À FAIRE:
1 – Relevez dans l'extrait tous les verbes employés à l'infinitif, en donnant chacun une seule fois.
2 – Recopiez mot pour mot le passage de l'extrait qui commence aux mots "B. Un espace" et s'arrête après "portuaires / industrielles.".

━━━ EXTRAIT ━━━

B. Un espace public pacifié et
aseptisé
Les projets urbains des villes étudiées
contiennent donc une programmation sensiblement similaire, mais peuvent aussi
se retrouver autour du traitement de l'espace public. Chaque projet urbain a
permis de réinventer les relations ville-port, et ceci se fait
principalement à travers la mise en lumière et l'implantation
d'espaces publics sur des anciennes emprises portuaires / industrielles.
Car il ne faut pas oublier que la spécialisation des
espaces portuaires à partir de la seconde moitié du XX°
siècle, ont conduit et entrainé la construction d'une
frontière entre la ville et le port. S'il est donc important de
réintroduire des fonctions urbaines sur d'anciennes emprises portuaires,
la volonté de réinventer et de travailler l'interface entre la
ville et le port est une autre motivation des projets urbains de waterfront. Le
réaménagement de la voirie et le travail sur l'espace public est
l'un des meilleurs moyens de travailler cette interface. Intéressons
nous donc au traitement de l'espace public dans les diverses projets de
waterfront.
Si l'on s'attarde sur l'exemple de Bilbao, le travail
d'aménagement urbain a été exceptionnel. Bien que
très fortement marqués par d'anciennes emprises portuaires,
plusieurs sites ont été entièrement modifiés ces
dernières années et ont permis l'accueil de fonctions urbaines et
d'équipements de grandes ampleur comme le musée Guggenheim.

━━━ DONNÉES DE DÉPART ━━━

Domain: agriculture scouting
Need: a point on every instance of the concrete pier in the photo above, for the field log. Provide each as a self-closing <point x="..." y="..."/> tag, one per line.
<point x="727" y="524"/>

━━━

CORRIGÉ:
1 – se retrouver, réinventer, oublier, réintroduire, travailler

2 –
B. Un espace public pacifié et
aseptisé
Les projets urbains des villes étudiées
contiennent donc une programmation sensiblement similaire, mais peuvent aussi
se retrouver autour du traitement de l'espace public. Chaque projet urbain a
permis de réinventer les relations ville-port, et ceci se fait
principalement à travers la mise en lumière et l'implantation
d'espaces publics sur des anciennes emprises portuaires / industrielles.